▶ **GOAL**: The data below needs to be returned exactly, line for line.

▶ **SOURCE RECORDS**:

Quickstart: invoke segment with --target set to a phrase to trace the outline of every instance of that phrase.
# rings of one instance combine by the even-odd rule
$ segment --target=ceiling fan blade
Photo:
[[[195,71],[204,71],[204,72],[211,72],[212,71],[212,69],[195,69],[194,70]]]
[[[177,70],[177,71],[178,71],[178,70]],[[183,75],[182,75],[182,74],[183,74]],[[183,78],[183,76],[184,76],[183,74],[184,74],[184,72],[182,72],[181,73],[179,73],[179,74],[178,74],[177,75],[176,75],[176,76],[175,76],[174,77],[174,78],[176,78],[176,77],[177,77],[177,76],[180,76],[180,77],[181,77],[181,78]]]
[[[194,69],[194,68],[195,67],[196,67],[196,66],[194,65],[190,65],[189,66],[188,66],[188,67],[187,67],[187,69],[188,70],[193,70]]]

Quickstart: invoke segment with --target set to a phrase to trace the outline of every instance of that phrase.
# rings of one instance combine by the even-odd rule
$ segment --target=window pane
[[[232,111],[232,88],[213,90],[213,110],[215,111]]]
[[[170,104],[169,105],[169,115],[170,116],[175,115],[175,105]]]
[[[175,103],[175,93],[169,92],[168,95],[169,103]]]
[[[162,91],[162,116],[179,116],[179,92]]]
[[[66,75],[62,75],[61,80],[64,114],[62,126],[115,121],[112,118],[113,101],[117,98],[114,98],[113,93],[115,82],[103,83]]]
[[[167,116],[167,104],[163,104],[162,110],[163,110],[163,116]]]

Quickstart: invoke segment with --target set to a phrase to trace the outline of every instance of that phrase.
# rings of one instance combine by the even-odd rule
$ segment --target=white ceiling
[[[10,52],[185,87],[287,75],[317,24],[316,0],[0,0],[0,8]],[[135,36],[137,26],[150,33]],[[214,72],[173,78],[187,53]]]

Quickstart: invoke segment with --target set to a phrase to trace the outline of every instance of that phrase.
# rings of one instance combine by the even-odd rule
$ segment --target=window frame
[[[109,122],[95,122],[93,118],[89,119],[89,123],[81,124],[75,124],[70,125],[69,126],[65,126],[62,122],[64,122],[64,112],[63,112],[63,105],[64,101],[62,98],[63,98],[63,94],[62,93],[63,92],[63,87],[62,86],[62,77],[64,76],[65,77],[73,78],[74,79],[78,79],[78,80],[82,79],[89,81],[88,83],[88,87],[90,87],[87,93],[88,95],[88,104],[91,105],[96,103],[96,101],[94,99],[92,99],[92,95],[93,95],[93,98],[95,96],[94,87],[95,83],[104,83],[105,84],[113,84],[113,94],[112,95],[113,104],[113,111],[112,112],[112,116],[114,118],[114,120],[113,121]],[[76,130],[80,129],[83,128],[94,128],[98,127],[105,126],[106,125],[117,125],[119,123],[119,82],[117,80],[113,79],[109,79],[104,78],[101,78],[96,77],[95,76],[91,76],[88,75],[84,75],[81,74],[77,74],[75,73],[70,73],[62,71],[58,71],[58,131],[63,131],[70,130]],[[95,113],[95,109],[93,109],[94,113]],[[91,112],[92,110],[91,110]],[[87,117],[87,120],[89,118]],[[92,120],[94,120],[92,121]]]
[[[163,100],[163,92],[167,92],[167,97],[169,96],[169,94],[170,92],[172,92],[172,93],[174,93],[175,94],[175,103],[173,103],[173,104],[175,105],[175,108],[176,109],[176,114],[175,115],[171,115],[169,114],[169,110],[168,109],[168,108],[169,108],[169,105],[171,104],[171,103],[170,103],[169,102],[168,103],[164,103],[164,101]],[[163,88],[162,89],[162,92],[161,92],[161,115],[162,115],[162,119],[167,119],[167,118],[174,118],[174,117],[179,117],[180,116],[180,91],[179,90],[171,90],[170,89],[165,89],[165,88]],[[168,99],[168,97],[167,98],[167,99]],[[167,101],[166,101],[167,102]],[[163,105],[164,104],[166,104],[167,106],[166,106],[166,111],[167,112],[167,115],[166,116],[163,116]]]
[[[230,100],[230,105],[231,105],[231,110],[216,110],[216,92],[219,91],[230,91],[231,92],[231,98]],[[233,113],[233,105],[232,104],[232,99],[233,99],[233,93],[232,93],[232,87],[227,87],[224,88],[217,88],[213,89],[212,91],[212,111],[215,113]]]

▶ **WRITTEN ANSWER**:
Quickstart: invoke segment with --target set to a phrase to trace the outline of every instance of that phrase.
# rings of one instance combine by the even-odd rule
$ segment --target=ceiling fan blade
Photo:
[[[195,71],[204,71],[204,72],[211,72],[212,71],[212,69],[195,69],[194,70]]]
[[[177,70],[177,71],[178,71],[178,70]],[[183,75],[182,75],[182,74],[183,74]],[[183,78],[183,76],[184,76],[183,74],[184,74],[184,72],[182,72],[181,73],[179,73],[179,74],[178,74],[177,75],[176,75],[176,76],[175,76],[174,77],[174,78],[176,78],[176,77],[177,77],[177,76],[180,76],[180,77],[181,77],[181,78]]]
[[[194,69],[194,68],[195,67],[196,67],[196,66],[194,65],[190,65],[189,66],[188,66],[188,67],[187,67],[187,69],[188,70],[193,70]]]

Quickstart: invoke segment with --target set to a phrase to trace the outline of every instance of that phrase.
# rings of one instance combine by the even-odd rule
$ segment --target=window pane
[[[232,111],[232,88],[213,90],[213,110],[215,111]]]
[[[170,104],[169,105],[169,115],[170,116],[175,115],[175,105]]]
[[[175,103],[175,93],[169,92],[168,95],[169,103]]]
[[[162,91],[162,116],[179,116],[179,92]]]
[[[66,75],[62,75],[61,80],[64,114],[62,126],[115,121],[112,118],[113,101],[117,98],[114,98],[113,93],[115,82],[103,83]]]
[[[167,116],[167,104],[163,104],[162,110],[163,110],[163,116]]]

Quickstart: invoke segment with --target set to a phrase to trace the outline of every instance of that phrase.
# rings of one instance combine by the even-odd rule
$ segment --target=white ceiling
[[[10,52],[185,87],[287,75],[317,24],[316,0],[0,0],[0,8]],[[135,36],[137,26],[150,33]],[[214,72],[173,78],[187,53]]]

Quickstart: invoke segment with --target set to a phrase to trace the outline of every instance of that phrase.
# rings of one instance combine by the even-odd rule
$ segment --target=window frame
[[[109,122],[95,122],[93,118],[89,119],[89,123],[81,124],[75,124],[70,125],[69,126],[65,126],[62,122],[64,122],[64,112],[63,112],[63,105],[64,101],[62,98],[63,98],[63,94],[62,93],[63,92],[63,87],[62,86],[62,77],[64,76],[65,77],[73,78],[74,79],[78,79],[78,80],[82,79],[89,81],[88,83],[88,87],[90,87],[87,93],[88,95],[88,104],[91,105],[96,103],[96,101],[94,99],[92,99],[92,95],[93,95],[93,98],[95,96],[94,87],[95,83],[104,83],[105,84],[113,84],[113,94],[112,95],[113,104],[113,111],[112,112],[112,116],[114,118],[114,120],[113,121]],[[76,130],[80,129],[83,128],[94,128],[98,127],[105,126],[106,125],[117,125],[119,123],[119,82],[117,80],[113,79],[109,79],[104,78],[101,78],[96,77],[95,76],[91,76],[88,75],[84,75],[81,74],[77,74],[75,73],[70,73],[62,71],[58,71],[58,131],[63,131],[70,130]],[[95,113],[95,109],[93,109],[94,113]],[[91,112],[92,110],[91,110]],[[87,117],[87,120],[89,118]],[[92,120],[94,120],[92,121]]]
[[[163,100],[163,92],[167,92],[167,97],[169,96],[169,94],[170,92],[172,92],[172,93],[174,93],[175,94],[175,103],[173,103],[173,104],[175,105],[175,108],[176,109],[176,114],[175,115],[171,115],[169,114],[169,110],[168,109],[168,108],[169,108],[169,105],[171,104],[171,103],[170,103],[169,102],[168,103],[164,103],[164,101]],[[163,88],[162,89],[162,92],[161,92],[161,115],[162,115],[162,119],[167,119],[167,118],[174,118],[174,117],[179,117],[180,116],[180,91],[179,90],[171,90],[170,89],[165,89],[165,88]],[[168,99],[168,97],[167,98],[167,99]],[[167,101],[166,101],[167,102]],[[163,105],[164,104],[166,104],[167,106],[166,106],[166,111],[167,112],[167,115],[166,116],[163,116]]]
[[[230,100],[230,105],[231,105],[231,110],[216,110],[216,92],[219,91],[230,91],[231,92],[231,98]],[[233,113],[233,105],[232,104],[232,99],[233,99],[233,93],[232,93],[232,87],[227,87],[224,88],[217,88],[213,89],[212,91],[212,111],[215,113]]]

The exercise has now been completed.